Dataset rows:
#####

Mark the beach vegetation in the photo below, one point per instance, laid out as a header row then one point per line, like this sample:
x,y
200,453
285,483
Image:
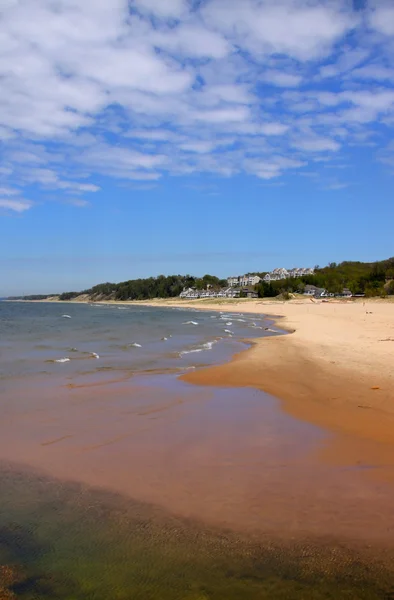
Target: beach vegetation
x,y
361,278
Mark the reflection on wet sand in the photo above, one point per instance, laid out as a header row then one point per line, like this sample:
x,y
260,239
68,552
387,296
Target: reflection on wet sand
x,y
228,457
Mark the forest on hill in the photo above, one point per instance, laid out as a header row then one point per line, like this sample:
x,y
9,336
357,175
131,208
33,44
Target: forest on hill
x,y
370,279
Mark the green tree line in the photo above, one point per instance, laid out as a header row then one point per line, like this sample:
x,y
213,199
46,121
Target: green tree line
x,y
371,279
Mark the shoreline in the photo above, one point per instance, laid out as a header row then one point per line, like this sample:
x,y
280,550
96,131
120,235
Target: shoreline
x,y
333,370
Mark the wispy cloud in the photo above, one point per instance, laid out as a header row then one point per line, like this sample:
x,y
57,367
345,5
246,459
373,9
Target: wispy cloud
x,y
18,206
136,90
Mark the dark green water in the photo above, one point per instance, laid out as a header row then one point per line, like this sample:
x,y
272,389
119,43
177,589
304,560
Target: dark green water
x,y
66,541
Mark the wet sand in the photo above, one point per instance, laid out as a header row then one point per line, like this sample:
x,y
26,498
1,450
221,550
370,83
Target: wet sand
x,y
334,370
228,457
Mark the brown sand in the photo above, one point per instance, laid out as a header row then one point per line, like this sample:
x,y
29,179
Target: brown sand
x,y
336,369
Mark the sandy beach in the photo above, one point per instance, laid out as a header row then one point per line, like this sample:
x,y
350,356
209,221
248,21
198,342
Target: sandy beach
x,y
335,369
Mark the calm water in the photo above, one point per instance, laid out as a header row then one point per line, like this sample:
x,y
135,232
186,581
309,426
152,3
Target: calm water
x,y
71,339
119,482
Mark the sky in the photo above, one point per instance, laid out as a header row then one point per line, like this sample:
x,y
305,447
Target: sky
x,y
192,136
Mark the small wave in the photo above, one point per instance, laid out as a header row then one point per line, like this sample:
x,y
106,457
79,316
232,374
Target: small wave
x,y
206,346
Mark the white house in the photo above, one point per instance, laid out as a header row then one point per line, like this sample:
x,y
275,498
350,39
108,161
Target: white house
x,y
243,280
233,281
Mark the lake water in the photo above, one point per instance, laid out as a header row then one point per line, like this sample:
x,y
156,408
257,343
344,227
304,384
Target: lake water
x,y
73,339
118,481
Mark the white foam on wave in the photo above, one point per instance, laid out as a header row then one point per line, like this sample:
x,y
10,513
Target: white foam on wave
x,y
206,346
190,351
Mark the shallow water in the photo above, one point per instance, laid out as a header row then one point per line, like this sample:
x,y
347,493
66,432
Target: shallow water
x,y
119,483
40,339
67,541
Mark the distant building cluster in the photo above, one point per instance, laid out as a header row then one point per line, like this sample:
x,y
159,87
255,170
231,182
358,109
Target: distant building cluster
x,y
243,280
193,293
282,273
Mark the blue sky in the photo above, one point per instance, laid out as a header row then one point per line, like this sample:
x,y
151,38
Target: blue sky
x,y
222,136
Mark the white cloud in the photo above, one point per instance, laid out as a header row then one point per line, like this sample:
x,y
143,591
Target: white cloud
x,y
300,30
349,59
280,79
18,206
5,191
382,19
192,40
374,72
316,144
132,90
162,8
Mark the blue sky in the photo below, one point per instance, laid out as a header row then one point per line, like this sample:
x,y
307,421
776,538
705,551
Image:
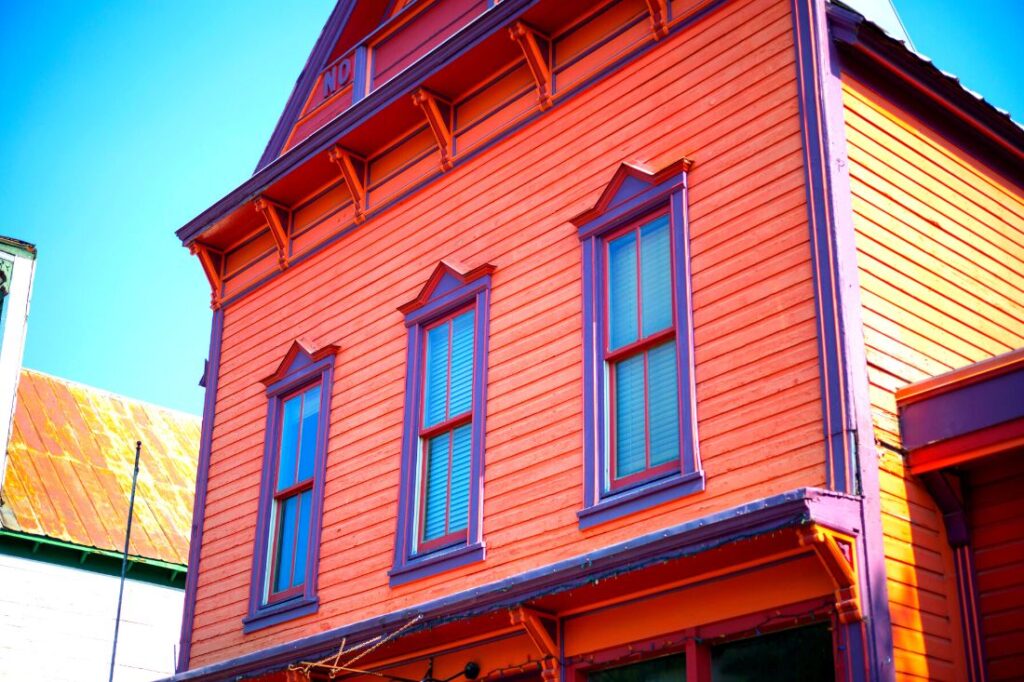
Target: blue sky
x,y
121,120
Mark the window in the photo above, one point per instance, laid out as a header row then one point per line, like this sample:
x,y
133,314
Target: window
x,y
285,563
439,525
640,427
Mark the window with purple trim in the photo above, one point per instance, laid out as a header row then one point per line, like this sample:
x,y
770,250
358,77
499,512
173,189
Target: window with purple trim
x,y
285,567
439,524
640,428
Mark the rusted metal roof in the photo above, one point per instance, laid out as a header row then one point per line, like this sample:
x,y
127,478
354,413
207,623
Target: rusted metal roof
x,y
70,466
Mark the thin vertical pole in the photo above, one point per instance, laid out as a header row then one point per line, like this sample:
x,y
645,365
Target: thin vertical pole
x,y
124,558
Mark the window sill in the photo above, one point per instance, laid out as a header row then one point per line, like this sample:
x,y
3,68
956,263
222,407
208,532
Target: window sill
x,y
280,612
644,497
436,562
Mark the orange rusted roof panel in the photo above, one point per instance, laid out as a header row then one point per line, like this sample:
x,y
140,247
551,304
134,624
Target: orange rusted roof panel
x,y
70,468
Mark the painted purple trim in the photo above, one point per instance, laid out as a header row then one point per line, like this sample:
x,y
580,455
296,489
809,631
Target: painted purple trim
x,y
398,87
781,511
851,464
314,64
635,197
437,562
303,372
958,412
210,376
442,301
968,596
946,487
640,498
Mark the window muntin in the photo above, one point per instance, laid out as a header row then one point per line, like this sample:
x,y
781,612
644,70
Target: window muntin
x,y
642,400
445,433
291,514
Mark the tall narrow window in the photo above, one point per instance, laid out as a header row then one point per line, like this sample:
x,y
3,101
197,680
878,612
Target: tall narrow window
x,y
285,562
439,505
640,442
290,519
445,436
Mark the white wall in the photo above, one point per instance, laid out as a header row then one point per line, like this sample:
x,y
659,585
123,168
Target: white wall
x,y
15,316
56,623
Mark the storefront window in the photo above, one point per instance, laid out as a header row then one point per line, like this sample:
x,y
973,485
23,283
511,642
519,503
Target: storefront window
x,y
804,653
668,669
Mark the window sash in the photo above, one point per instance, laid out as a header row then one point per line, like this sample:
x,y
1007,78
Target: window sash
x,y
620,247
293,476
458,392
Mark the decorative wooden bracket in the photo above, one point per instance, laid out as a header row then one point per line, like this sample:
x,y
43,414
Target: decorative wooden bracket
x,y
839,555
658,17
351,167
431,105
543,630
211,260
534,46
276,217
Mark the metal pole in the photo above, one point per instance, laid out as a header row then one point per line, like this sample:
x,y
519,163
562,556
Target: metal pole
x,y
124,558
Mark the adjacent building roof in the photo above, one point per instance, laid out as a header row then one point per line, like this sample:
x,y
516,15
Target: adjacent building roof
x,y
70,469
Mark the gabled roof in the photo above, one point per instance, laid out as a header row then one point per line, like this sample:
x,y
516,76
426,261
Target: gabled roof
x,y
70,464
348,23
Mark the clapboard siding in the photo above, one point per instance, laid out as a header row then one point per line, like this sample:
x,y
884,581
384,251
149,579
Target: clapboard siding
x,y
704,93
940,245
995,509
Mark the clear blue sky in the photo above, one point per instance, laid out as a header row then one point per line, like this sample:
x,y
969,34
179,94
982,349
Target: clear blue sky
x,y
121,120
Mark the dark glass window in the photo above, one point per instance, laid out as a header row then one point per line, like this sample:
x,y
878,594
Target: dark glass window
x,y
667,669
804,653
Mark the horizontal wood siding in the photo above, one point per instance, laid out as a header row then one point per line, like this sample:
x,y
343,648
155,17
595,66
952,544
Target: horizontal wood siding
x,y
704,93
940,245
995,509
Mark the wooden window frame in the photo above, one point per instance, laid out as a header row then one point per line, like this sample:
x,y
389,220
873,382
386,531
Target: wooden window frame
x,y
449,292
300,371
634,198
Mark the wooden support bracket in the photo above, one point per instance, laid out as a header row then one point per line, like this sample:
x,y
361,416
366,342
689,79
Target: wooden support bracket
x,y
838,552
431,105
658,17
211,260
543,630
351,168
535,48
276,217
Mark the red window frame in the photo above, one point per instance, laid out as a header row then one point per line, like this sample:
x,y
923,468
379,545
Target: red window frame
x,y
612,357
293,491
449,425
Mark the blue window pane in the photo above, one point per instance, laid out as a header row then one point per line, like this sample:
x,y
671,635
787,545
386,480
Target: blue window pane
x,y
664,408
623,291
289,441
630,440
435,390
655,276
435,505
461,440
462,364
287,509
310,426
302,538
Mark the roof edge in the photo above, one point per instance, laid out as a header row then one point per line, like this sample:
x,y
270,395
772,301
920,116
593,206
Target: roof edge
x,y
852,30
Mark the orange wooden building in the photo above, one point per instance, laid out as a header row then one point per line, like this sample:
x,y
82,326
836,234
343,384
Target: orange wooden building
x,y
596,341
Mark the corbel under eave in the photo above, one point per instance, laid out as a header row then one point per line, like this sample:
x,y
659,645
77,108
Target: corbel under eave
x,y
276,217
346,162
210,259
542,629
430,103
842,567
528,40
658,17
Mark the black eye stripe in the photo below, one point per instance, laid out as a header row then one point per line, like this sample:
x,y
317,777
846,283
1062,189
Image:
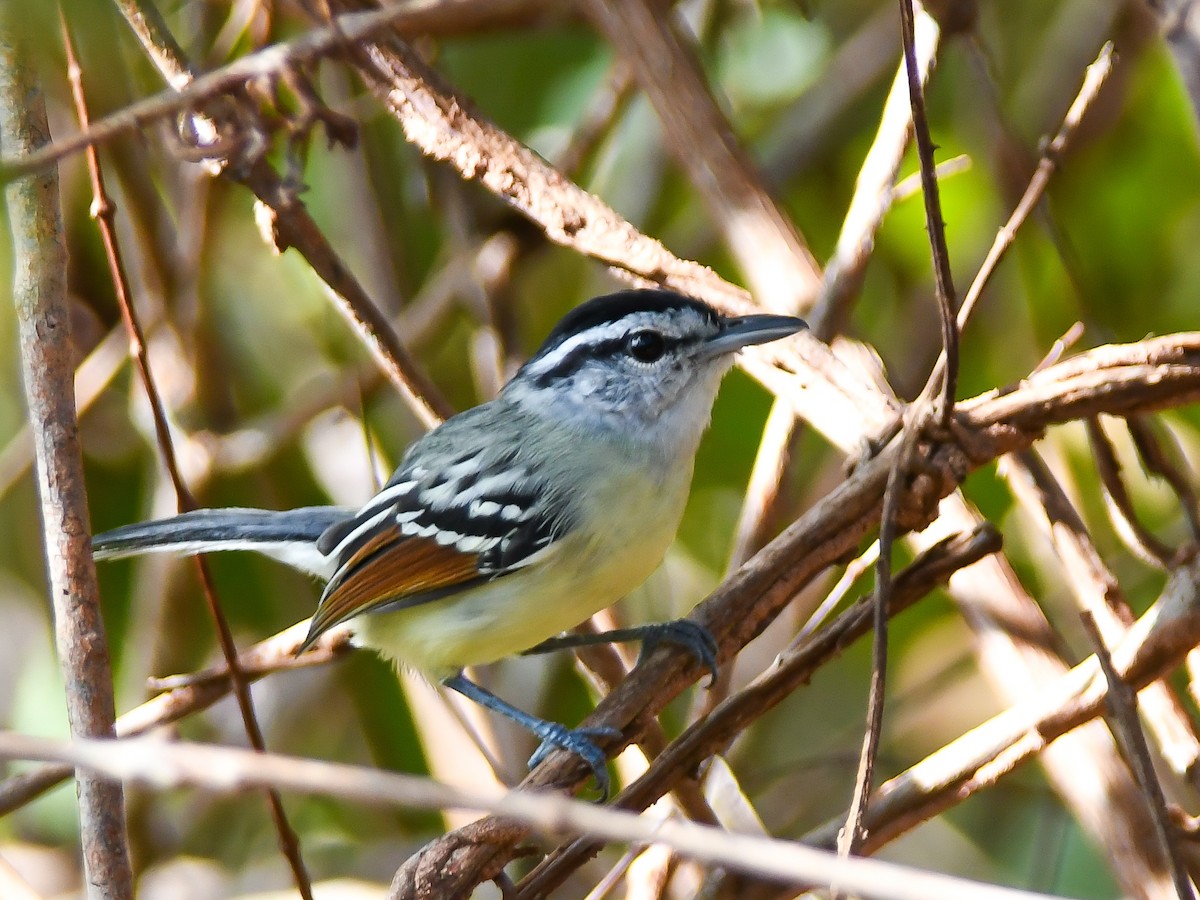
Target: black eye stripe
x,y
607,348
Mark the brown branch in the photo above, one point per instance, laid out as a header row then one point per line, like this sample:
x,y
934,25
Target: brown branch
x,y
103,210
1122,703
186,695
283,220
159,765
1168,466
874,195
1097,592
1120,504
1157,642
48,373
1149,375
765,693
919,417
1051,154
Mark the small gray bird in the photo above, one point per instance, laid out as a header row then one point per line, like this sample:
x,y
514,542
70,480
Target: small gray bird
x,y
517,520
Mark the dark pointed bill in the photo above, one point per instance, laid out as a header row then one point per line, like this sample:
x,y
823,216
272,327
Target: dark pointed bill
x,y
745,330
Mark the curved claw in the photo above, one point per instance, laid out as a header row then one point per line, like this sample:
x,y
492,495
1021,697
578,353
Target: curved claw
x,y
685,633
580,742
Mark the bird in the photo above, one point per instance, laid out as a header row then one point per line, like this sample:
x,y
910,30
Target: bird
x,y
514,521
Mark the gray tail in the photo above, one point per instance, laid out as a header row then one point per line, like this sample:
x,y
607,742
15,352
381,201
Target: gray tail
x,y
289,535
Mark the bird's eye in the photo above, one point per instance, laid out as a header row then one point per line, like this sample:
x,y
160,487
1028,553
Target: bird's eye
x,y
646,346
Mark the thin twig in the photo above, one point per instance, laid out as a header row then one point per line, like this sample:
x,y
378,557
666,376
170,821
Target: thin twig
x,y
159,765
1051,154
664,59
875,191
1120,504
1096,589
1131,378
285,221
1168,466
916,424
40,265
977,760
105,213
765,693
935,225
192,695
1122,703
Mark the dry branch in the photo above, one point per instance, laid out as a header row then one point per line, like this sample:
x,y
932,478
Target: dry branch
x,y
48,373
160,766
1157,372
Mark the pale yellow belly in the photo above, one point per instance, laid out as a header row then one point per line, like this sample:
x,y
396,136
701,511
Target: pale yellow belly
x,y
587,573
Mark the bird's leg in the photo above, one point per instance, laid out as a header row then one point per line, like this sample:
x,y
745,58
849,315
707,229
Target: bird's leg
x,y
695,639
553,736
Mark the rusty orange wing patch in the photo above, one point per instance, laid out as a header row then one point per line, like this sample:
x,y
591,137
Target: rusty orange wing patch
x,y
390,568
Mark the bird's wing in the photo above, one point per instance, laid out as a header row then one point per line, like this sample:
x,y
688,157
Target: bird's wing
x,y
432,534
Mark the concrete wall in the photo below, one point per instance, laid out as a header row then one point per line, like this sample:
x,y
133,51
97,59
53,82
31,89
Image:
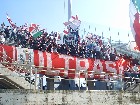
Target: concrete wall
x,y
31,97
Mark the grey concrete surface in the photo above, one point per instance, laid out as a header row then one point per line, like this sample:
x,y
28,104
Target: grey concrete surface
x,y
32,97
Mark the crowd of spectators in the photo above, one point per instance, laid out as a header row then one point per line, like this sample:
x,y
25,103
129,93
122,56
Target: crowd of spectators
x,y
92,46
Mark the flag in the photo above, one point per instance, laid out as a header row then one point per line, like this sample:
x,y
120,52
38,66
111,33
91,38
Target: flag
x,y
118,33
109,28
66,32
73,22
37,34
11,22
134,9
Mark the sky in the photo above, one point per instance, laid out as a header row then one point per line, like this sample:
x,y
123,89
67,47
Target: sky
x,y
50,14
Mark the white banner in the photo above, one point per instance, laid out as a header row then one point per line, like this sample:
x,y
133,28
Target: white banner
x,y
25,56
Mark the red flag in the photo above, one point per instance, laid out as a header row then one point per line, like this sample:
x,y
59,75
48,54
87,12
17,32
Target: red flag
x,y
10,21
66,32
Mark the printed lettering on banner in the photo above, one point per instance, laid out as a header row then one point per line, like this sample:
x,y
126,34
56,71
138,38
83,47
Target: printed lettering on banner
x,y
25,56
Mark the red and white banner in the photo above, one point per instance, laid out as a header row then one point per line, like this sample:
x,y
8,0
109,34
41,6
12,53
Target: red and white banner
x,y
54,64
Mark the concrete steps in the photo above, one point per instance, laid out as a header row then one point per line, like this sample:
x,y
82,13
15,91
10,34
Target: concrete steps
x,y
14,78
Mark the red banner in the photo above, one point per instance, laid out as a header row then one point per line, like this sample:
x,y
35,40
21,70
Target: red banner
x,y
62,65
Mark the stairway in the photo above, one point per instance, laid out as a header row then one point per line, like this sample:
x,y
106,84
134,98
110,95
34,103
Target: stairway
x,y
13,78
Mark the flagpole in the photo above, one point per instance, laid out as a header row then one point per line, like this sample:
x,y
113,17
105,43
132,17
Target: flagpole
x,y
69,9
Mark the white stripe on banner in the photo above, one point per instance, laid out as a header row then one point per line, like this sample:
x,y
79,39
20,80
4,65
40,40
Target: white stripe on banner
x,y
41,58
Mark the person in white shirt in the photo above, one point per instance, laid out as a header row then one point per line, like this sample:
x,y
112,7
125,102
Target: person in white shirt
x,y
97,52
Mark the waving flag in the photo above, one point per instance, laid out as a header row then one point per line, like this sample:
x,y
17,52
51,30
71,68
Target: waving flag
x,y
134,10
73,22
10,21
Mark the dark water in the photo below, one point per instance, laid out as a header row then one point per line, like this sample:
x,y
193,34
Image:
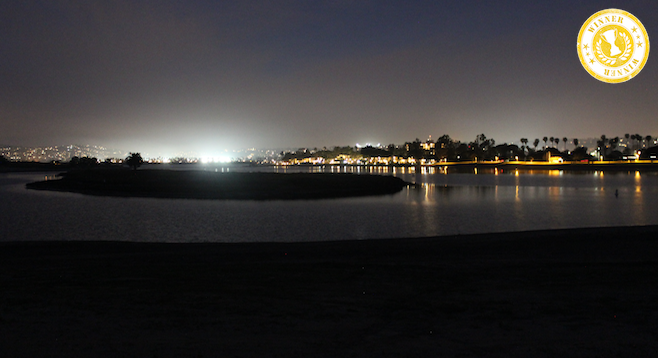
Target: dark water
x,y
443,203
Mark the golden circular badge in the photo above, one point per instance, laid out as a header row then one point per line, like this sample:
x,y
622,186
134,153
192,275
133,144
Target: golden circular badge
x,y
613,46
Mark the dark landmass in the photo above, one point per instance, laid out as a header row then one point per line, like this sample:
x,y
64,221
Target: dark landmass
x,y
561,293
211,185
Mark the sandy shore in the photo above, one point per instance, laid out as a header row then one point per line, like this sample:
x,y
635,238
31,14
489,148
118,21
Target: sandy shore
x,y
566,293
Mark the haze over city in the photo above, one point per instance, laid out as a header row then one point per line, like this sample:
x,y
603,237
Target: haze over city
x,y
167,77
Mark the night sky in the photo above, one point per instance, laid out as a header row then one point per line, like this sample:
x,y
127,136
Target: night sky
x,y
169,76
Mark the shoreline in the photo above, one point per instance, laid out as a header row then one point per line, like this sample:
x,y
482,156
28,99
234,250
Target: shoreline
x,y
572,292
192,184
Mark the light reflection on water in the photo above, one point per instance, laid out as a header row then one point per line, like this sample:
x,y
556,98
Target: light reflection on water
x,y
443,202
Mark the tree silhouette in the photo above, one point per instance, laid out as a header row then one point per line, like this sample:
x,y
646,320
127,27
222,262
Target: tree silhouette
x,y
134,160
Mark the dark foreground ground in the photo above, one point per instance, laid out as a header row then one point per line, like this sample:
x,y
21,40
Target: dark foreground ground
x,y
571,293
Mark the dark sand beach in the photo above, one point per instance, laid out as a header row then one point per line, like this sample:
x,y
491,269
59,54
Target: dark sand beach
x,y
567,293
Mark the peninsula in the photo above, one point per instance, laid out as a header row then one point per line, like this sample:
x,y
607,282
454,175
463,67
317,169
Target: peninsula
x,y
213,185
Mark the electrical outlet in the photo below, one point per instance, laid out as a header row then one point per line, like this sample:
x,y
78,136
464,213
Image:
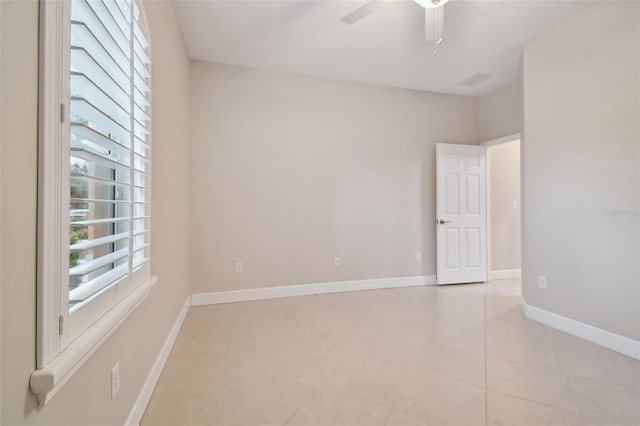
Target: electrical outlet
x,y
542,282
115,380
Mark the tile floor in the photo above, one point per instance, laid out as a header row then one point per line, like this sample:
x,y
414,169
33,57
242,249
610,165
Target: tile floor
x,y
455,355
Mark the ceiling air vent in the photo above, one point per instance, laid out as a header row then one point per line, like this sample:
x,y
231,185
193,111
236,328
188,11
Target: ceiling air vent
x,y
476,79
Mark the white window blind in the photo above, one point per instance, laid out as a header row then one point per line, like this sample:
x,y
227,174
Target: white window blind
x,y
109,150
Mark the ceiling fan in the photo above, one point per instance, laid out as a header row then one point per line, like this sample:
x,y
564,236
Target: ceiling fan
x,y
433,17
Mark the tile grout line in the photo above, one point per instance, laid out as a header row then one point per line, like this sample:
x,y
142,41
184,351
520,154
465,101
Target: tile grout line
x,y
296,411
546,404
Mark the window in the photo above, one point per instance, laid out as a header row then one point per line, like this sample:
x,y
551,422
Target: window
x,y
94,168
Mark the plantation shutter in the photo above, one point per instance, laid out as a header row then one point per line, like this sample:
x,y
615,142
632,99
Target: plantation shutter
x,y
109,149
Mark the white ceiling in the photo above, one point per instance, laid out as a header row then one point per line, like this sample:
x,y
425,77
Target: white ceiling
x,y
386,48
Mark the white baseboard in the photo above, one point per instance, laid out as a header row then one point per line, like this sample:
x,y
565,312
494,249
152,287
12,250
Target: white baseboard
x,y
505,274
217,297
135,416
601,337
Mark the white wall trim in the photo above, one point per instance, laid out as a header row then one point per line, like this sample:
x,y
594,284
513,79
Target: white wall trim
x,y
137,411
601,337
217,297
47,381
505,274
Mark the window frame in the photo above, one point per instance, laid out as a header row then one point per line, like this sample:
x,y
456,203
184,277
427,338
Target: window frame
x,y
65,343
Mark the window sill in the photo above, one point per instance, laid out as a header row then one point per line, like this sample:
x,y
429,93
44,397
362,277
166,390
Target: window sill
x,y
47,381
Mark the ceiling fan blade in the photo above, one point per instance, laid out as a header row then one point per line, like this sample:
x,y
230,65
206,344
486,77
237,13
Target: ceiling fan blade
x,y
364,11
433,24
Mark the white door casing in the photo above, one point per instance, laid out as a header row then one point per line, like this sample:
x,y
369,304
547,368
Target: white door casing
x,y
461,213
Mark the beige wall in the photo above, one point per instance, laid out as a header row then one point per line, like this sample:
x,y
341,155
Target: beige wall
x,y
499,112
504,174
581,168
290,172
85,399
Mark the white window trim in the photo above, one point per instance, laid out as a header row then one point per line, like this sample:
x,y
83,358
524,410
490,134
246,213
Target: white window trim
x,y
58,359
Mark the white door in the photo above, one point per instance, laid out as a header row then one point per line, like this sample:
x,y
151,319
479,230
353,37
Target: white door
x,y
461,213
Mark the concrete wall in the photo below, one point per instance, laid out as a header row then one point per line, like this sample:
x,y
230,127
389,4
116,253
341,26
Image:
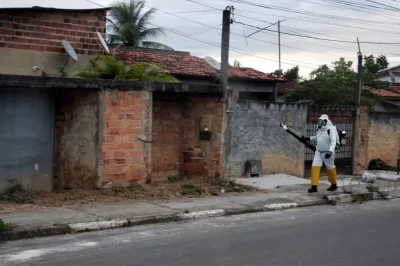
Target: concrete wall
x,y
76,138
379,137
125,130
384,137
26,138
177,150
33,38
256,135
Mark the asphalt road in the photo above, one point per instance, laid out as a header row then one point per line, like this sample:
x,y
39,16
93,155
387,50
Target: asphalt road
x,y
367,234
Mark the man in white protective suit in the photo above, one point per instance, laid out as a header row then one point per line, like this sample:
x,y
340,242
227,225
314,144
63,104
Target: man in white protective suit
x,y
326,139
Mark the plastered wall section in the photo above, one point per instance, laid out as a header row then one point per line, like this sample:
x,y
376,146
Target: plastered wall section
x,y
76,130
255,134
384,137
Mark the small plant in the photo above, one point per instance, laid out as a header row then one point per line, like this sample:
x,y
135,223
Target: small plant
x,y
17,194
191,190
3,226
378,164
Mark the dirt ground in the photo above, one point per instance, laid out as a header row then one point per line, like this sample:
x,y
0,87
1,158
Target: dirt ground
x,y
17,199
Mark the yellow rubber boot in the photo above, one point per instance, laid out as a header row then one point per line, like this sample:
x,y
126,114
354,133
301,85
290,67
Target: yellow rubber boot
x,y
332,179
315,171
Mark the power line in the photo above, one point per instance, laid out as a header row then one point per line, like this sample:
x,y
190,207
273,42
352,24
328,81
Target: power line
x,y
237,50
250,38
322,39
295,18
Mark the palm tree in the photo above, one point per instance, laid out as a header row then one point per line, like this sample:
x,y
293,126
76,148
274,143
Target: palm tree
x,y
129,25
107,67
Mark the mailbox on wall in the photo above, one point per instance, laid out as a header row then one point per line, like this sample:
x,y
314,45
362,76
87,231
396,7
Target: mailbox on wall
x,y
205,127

#####

Work required: Write out exactly the lines from the line holding "Mark the man" through the last line of the data, and nothing besides those lines.

Output for this task:
Mark the man in white protective suit in the photo above, one point per instance, laid out as a header row then one point per line, like this sample:
x,y
340,242
227,225
314,144
63,104
Target: man in white protective suit
x,y
326,139
Mark the plastered wall section in the photo above, one point per instance, laid out as a header row then one point per line, like this sample:
x,y
376,146
Target: plastered wall section
x,y
76,130
255,134
384,137
Mark the small plant in the photo above, one point per instance, laid out as a header row then one point per line, like this sample:
x,y
135,223
Target: small plant
x,y
17,194
191,190
3,226
378,164
Mark the dirt ground in the photo above, one point per instance, laid out as a header row then one point per line, like this sample:
x,y
0,87
1,158
Target: dirt ground
x,y
17,199
Mark the yellow rubber boot in the photo above, one point per instance, laid out as a header row then one point per line, like this sample:
x,y
126,114
354,133
301,85
290,67
Target: yellow rubber boot
x,y
332,179
315,171
Mark the power line in the photo above, one point per instance, laid out as a header row then one point per line, like this sample:
x,y
190,207
273,42
352,24
328,81
Target: power line
x,y
237,50
250,38
322,39
295,18
Mark the palm tree in the photo above, one point per instance, laid out as a header row then one point per line, like this sample:
x,y
293,126
76,148
274,143
Target: palm tree
x,y
129,25
107,67
Mark the mailbox on wall in the photo above, one point per instance, laid out as a header row then one point per line, like this sample:
x,y
314,45
362,76
87,231
396,7
Target: mailbox on wall
x,y
205,127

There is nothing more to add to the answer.